• [Leesfragment]:
....

“Waar is mijn stok? Waar heb ik nou toch mijn stok?”, roept Kitty met gespeelde boosheid alsof ze Adriaan Koenen eens een goed pak rammel wil geven. Adriaan had even daarvoor gegrapt dat Kitty zich sinds december vorig jaar een hele ster voelt en daarom maar een opvallende oranje bril heeft gekocht. Toen kwam Kitty namelijk uitgebreid in beeld in een televisiereportage van de KRO over De Herbergier in Arnhem. Dat is de plek waar ik me op deze grijze dinsdagmiddag in november bevind.
De Herbergier is een kleinschalige woonleefgemeenschap voor oudere mensen met geheugenproblemen en dementie. Die wordt geleid door Adriaan Koenen en zijn vrouw Gherina van de Vuurst. Ik ben er op bezoek om een artikel over deze zorgondernemers en hun huis te schrijven in opdracht van de Kamer van Koophandel voor De Ondernemer, een maandelijkse bijlage van De Gelderlander. Zelf wonen ze onder hetzelfde dak.

....

• [Opdrachten]:
- 1) Noem alle personen die in de tekst over De Herbergier bij naam worden genoemd.
- 2) Schrijf uit de tekst over De Herbergier alles over vanaf "De Herbergier is" tot en met "onder hetzelfde dak.".
- 3) In welke stad ligt De Herbergier volgens de tekst over De Herbergier?

....

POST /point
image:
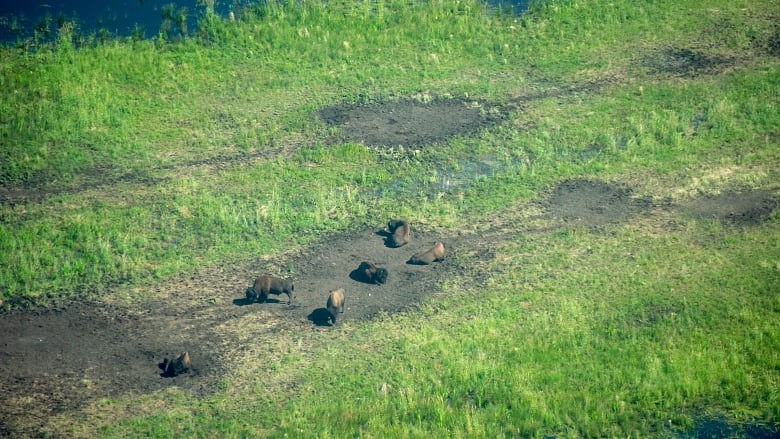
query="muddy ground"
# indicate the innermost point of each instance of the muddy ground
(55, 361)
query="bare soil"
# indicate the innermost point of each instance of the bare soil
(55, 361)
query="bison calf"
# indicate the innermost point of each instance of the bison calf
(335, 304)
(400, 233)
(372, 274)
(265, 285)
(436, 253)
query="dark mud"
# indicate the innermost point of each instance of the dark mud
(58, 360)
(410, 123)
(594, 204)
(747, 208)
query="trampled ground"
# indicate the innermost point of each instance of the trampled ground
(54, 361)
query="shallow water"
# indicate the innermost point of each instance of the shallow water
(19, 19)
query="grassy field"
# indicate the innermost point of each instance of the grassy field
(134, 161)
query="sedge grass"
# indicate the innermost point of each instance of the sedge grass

....

• [Jouw antwoorden]:
- 1) Kitty, Adriaan Koenen en Gherina van de Vuurst.

- 2)
De Herbergier is een kleinschalige woonleefgemeenschap voor oudere mensen met geheugenproblemen en dementie. Die wordt geleid door Adriaan Koenen en zijn vrouw Gherina van de Vuurst. Ik ben er op bezoek om een artikel over deze zorgondernemers en hun huis te schrijven in opdracht van de Kamer van Koophandel voor De Ondernemer, een maandelijkse bijlage van De Gelderlander. Zelf wonen ze onder hetzelfde dak.

- 3) In Arnhem.